How many lines of the data below contain the string "track"? Treat case as significant, and reply with the number alone.

## Extracted information
>> Begin
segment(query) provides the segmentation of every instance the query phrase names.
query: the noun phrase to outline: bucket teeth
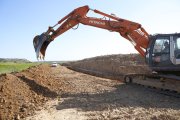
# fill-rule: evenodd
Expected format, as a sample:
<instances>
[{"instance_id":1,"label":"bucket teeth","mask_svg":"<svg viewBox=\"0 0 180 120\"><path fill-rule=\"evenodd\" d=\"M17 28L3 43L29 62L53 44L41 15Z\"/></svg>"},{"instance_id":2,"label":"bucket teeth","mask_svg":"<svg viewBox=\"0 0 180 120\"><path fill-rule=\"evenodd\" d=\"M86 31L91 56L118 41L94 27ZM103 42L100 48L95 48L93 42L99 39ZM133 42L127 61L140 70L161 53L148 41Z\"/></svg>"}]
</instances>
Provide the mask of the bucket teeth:
<instances>
[{"instance_id":1,"label":"bucket teeth","mask_svg":"<svg viewBox=\"0 0 180 120\"><path fill-rule=\"evenodd\" d=\"M46 33L34 37L33 45L38 60L44 60L45 52L50 42L51 39Z\"/></svg>"}]
</instances>

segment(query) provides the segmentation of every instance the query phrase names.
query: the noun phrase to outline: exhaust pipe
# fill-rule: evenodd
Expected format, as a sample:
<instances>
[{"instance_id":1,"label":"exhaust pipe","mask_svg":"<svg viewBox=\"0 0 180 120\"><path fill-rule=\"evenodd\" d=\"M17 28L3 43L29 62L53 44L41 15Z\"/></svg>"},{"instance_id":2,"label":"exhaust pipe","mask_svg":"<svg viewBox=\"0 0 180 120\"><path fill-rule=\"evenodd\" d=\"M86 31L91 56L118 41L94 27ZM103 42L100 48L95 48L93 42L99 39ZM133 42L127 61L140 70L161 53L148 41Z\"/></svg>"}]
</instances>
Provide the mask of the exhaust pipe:
<instances>
[{"instance_id":1,"label":"exhaust pipe","mask_svg":"<svg viewBox=\"0 0 180 120\"><path fill-rule=\"evenodd\" d=\"M52 40L47 33L42 33L41 35L34 37L33 45L38 60L44 60L46 49L51 41Z\"/></svg>"}]
</instances>

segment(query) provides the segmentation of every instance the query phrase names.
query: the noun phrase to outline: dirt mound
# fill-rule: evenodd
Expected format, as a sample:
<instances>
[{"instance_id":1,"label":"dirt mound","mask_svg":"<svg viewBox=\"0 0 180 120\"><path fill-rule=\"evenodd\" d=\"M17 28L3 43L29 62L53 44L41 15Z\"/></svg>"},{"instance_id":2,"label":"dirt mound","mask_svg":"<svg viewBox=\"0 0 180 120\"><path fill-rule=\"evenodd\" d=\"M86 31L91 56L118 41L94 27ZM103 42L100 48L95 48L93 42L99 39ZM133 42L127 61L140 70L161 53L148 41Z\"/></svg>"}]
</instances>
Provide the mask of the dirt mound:
<instances>
[{"instance_id":1,"label":"dirt mound","mask_svg":"<svg viewBox=\"0 0 180 120\"><path fill-rule=\"evenodd\" d=\"M68 68L110 79L122 80L125 74L149 74L151 70L139 54L107 55L63 64Z\"/></svg>"},{"instance_id":2,"label":"dirt mound","mask_svg":"<svg viewBox=\"0 0 180 120\"><path fill-rule=\"evenodd\" d=\"M24 118L57 97L63 83L56 80L52 69L39 65L20 73L0 75L0 120ZM70 88L66 85L64 89Z\"/></svg>"}]
</instances>

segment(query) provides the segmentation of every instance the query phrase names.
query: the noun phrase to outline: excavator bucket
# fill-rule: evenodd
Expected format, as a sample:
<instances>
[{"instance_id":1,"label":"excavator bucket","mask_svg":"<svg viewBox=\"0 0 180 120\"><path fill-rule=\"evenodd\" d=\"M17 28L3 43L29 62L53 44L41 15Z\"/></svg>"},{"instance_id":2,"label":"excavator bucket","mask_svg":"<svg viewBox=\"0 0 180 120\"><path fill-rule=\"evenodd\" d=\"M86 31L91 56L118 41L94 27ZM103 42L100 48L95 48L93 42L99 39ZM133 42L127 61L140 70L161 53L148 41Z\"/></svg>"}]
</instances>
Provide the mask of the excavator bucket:
<instances>
[{"instance_id":1,"label":"excavator bucket","mask_svg":"<svg viewBox=\"0 0 180 120\"><path fill-rule=\"evenodd\" d=\"M51 39L49 35L46 33L42 33L41 35L37 35L33 39L33 45L36 52L37 59L43 59L45 57L45 52L47 49L47 46L51 42Z\"/></svg>"}]
</instances>

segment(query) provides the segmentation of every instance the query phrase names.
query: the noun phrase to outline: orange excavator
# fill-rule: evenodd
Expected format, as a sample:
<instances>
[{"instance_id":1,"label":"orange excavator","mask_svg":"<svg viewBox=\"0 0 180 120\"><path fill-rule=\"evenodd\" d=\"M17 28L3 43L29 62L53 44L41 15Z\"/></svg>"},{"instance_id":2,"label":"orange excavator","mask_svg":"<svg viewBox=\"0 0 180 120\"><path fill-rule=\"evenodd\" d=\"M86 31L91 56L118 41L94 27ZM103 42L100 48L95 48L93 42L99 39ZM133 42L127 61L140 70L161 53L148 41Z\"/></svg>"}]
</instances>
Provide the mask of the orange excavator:
<instances>
[{"instance_id":1,"label":"orange excavator","mask_svg":"<svg viewBox=\"0 0 180 120\"><path fill-rule=\"evenodd\" d=\"M102 15L102 18L86 16L89 11ZM180 33L149 35L139 23L125 20L112 14L109 15L96 9L90 9L88 6L73 10L58 21L57 24L49 27L46 32L35 36L33 44L37 58L44 59L48 45L56 37L79 25L79 23L120 33L145 58L149 67L156 71L155 75L126 75L125 82L133 82L133 79L137 76L138 78L139 76L143 76L143 78L160 78L160 83L153 84L160 84L160 88L163 87L164 89L180 92L180 84L177 84L180 82ZM55 27L57 29L54 29ZM164 79L168 79L167 84L173 83L173 86L166 87L165 82L162 82ZM169 80L174 80L175 82ZM139 84L145 83L139 82ZM174 86L174 84L176 85Z\"/></svg>"}]
</instances>

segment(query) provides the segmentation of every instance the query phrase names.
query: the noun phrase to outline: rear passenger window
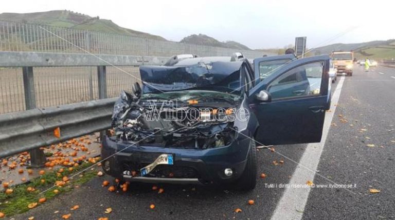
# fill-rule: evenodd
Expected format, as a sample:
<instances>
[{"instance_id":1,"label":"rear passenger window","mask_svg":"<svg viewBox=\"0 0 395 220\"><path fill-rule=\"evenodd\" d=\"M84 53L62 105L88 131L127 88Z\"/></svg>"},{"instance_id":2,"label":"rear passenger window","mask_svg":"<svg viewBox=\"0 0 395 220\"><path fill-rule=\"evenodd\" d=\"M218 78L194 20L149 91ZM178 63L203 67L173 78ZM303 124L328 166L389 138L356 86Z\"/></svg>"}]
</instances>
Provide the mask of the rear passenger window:
<instances>
[{"instance_id":1,"label":"rear passenger window","mask_svg":"<svg viewBox=\"0 0 395 220\"><path fill-rule=\"evenodd\" d=\"M323 71L324 62L297 67L275 79L267 90L273 99L318 95Z\"/></svg>"}]
</instances>

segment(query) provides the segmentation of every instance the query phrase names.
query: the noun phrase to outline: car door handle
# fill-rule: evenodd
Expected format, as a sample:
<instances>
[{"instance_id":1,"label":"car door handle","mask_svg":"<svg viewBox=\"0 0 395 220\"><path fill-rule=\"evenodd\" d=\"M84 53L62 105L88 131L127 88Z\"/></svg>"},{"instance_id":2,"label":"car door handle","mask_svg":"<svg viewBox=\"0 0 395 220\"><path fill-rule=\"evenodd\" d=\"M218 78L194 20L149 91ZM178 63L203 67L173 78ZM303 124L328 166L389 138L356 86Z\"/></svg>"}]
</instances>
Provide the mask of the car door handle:
<instances>
[{"instance_id":1,"label":"car door handle","mask_svg":"<svg viewBox=\"0 0 395 220\"><path fill-rule=\"evenodd\" d=\"M295 90L292 92L294 94L300 94L300 93L303 93L306 91L306 90L304 90L303 89L301 89L300 90Z\"/></svg>"},{"instance_id":2,"label":"car door handle","mask_svg":"<svg viewBox=\"0 0 395 220\"><path fill-rule=\"evenodd\" d=\"M318 113L320 112L324 112L325 111L324 110L325 108L325 107L322 106L312 106L309 107L309 109L314 113Z\"/></svg>"}]
</instances>

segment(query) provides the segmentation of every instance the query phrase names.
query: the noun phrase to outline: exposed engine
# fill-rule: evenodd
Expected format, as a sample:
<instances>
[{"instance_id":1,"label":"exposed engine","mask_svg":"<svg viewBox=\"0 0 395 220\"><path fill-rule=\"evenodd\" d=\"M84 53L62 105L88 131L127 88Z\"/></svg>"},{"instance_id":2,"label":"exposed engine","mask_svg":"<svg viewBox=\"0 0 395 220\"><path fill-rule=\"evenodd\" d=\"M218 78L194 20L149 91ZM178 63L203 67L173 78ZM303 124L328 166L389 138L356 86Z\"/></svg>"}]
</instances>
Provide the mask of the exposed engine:
<instances>
[{"instance_id":1,"label":"exposed engine","mask_svg":"<svg viewBox=\"0 0 395 220\"><path fill-rule=\"evenodd\" d=\"M191 108L147 106L136 96L123 92L114 107L114 135L145 146L187 149L224 146L235 139L231 109L222 112L217 109L190 111Z\"/></svg>"}]
</instances>

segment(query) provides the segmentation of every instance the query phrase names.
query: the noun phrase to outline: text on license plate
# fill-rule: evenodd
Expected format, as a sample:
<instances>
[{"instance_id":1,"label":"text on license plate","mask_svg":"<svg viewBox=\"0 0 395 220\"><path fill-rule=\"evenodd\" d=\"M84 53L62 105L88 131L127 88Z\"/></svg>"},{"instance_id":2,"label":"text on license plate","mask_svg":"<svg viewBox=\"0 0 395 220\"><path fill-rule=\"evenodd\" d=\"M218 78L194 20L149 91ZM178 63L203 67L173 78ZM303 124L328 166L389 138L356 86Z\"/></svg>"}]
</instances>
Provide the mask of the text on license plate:
<instances>
[{"instance_id":1,"label":"text on license plate","mask_svg":"<svg viewBox=\"0 0 395 220\"><path fill-rule=\"evenodd\" d=\"M160 154L155 160L151 164L149 164L145 167L140 169L140 174L141 176L143 176L150 172L152 171L156 166L159 164L167 164L168 165L173 165L173 155L164 153Z\"/></svg>"}]
</instances>

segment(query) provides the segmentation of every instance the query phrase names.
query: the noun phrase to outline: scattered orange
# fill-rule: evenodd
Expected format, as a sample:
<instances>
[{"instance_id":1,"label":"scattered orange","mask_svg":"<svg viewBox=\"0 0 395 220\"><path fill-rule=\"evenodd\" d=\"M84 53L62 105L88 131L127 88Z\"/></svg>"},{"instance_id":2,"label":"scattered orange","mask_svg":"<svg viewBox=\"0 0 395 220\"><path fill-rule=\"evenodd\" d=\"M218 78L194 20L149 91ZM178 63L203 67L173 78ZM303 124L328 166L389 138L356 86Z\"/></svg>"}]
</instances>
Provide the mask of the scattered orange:
<instances>
[{"instance_id":1,"label":"scattered orange","mask_svg":"<svg viewBox=\"0 0 395 220\"><path fill-rule=\"evenodd\" d=\"M29 205L27 205L27 208L29 208L29 209L32 209L33 208L37 206L37 204L38 204L37 203L29 203Z\"/></svg>"},{"instance_id":2,"label":"scattered orange","mask_svg":"<svg viewBox=\"0 0 395 220\"><path fill-rule=\"evenodd\" d=\"M6 194L7 195L9 195L11 193L12 193L14 192L14 190L12 189L7 189L6 190Z\"/></svg>"},{"instance_id":3,"label":"scattered orange","mask_svg":"<svg viewBox=\"0 0 395 220\"><path fill-rule=\"evenodd\" d=\"M62 215L62 218L68 219L70 218L70 216L71 216L71 214L69 213L65 215Z\"/></svg>"},{"instance_id":4,"label":"scattered orange","mask_svg":"<svg viewBox=\"0 0 395 220\"><path fill-rule=\"evenodd\" d=\"M70 209L70 210L76 210L78 209L78 208L80 208L80 206L78 205L76 205L75 206L73 206L71 209Z\"/></svg>"},{"instance_id":5,"label":"scattered orange","mask_svg":"<svg viewBox=\"0 0 395 220\"><path fill-rule=\"evenodd\" d=\"M114 192L115 191L115 187L114 186L111 186L110 187L109 187L109 191L110 192Z\"/></svg>"}]
</instances>

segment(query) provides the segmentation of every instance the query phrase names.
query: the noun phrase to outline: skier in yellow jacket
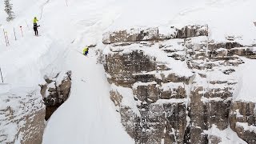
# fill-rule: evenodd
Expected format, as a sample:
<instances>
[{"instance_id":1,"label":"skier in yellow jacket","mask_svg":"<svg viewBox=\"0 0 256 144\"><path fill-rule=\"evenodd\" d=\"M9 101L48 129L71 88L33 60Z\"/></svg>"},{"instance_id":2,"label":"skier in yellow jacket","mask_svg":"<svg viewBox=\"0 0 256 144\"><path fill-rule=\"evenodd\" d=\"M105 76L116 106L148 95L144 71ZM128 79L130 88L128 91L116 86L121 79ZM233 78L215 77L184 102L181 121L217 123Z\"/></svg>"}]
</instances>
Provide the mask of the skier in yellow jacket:
<instances>
[{"instance_id":1,"label":"skier in yellow jacket","mask_svg":"<svg viewBox=\"0 0 256 144\"><path fill-rule=\"evenodd\" d=\"M89 48L86 46L82 50L82 54L86 56L88 54L88 52L89 52Z\"/></svg>"},{"instance_id":2,"label":"skier in yellow jacket","mask_svg":"<svg viewBox=\"0 0 256 144\"><path fill-rule=\"evenodd\" d=\"M33 20L34 25L37 24L38 22L38 20L37 17L34 17L34 20Z\"/></svg>"}]
</instances>

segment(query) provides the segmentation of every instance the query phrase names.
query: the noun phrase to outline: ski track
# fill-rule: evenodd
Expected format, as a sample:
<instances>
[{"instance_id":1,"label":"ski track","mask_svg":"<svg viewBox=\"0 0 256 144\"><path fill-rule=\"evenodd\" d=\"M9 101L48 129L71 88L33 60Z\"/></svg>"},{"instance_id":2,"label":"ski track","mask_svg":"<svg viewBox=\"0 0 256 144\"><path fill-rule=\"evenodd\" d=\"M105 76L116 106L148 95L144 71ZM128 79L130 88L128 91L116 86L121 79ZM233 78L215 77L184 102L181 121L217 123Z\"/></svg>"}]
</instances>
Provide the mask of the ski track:
<instances>
[{"instance_id":1,"label":"ski track","mask_svg":"<svg viewBox=\"0 0 256 144\"><path fill-rule=\"evenodd\" d=\"M134 143L109 98L110 86L94 54L90 50L89 57L85 57L70 50L66 68L73 73L71 94L49 120L43 143ZM70 137L73 133L75 138Z\"/></svg>"}]
</instances>

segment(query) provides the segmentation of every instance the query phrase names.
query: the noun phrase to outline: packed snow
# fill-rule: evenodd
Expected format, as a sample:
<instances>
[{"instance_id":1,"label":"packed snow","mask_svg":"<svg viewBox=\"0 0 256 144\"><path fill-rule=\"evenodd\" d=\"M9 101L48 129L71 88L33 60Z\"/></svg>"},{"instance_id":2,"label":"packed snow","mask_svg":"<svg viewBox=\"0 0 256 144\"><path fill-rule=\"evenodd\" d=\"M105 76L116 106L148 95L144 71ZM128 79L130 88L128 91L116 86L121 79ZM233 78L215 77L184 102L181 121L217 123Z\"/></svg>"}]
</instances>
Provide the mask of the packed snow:
<instances>
[{"instance_id":1,"label":"packed snow","mask_svg":"<svg viewBox=\"0 0 256 144\"><path fill-rule=\"evenodd\" d=\"M90 50L88 58L78 53L90 44L98 44L95 49L103 49L102 38L106 31L136 26L180 28L188 24L208 24L210 38L217 42L234 35L242 44L256 43L254 0L10 2L16 17L10 22L6 22L4 3L0 3L0 66L4 80L0 85L0 106L6 106L1 99L6 93L17 93L20 87L26 89L24 91L34 90L36 86L44 82L44 75L55 75L63 70L73 71L70 98L49 120L43 143L134 143L110 100L110 86L102 66L96 64L94 50ZM41 25L39 37L34 36L32 30L34 16ZM9 38L8 46L3 29ZM167 33L164 28L161 30ZM158 54L161 58L162 54ZM243 65L236 99L255 102L256 66L251 60L245 61L248 64ZM12 130L14 127L10 127L10 134ZM223 135L230 133L230 130L213 130L209 132Z\"/></svg>"}]
</instances>

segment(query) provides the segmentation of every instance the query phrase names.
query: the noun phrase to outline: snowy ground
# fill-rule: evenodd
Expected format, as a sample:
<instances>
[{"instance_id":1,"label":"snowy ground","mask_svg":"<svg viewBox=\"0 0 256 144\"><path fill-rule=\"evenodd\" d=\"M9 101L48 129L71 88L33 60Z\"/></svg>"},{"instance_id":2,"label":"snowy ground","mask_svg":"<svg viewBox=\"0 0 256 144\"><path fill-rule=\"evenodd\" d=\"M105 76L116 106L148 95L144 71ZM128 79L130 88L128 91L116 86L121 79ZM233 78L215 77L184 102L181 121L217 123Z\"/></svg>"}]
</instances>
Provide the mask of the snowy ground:
<instances>
[{"instance_id":1,"label":"snowy ground","mask_svg":"<svg viewBox=\"0 0 256 144\"><path fill-rule=\"evenodd\" d=\"M216 41L234 35L242 43L255 42L254 0L66 0L68 6L64 0L10 2L16 14L11 22L5 21L4 5L0 3L0 66L8 86L0 86L34 89L46 74L66 69L74 73L70 98L49 121L44 143L133 143L109 98L109 85L102 66L96 65L94 53L85 58L76 51L90 44L104 48L101 42L106 30L209 24L210 37ZM41 25L38 38L31 28L34 16ZM10 46L6 46L3 28ZM251 66L247 67L250 77ZM0 90L3 89L6 90Z\"/></svg>"}]
</instances>

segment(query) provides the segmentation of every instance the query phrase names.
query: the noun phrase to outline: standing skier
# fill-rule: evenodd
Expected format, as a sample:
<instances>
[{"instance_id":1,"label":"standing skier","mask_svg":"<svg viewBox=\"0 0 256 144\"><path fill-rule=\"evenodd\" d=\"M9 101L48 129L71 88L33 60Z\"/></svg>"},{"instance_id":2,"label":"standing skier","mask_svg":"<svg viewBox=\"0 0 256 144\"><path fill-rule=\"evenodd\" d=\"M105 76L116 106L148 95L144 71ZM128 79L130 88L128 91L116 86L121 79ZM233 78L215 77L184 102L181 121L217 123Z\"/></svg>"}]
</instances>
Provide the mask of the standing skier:
<instances>
[{"instance_id":1,"label":"standing skier","mask_svg":"<svg viewBox=\"0 0 256 144\"><path fill-rule=\"evenodd\" d=\"M39 27L39 26L40 26L40 25L38 26L37 23L34 23L33 28L34 28L34 35L35 35L35 36L38 36L38 27Z\"/></svg>"},{"instance_id":2,"label":"standing skier","mask_svg":"<svg viewBox=\"0 0 256 144\"><path fill-rule=\"evenodd\" d=\"M37 22L38 22L38 20L37 17L34 17L34 20L33 20L34 25L37 24Z\"/></svg>"},{"instance_id":3,"label":"standing skier","mask_svg":"<svg viewBox=\"0 0 256 144\"><path fill-rule=\"evenodd\" d=\"M89 48L86 46L82 50L82 54L86 56L88 54L88 51L89 51Z\"/></svg>"}]
</instances>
>> End
## Right answer
4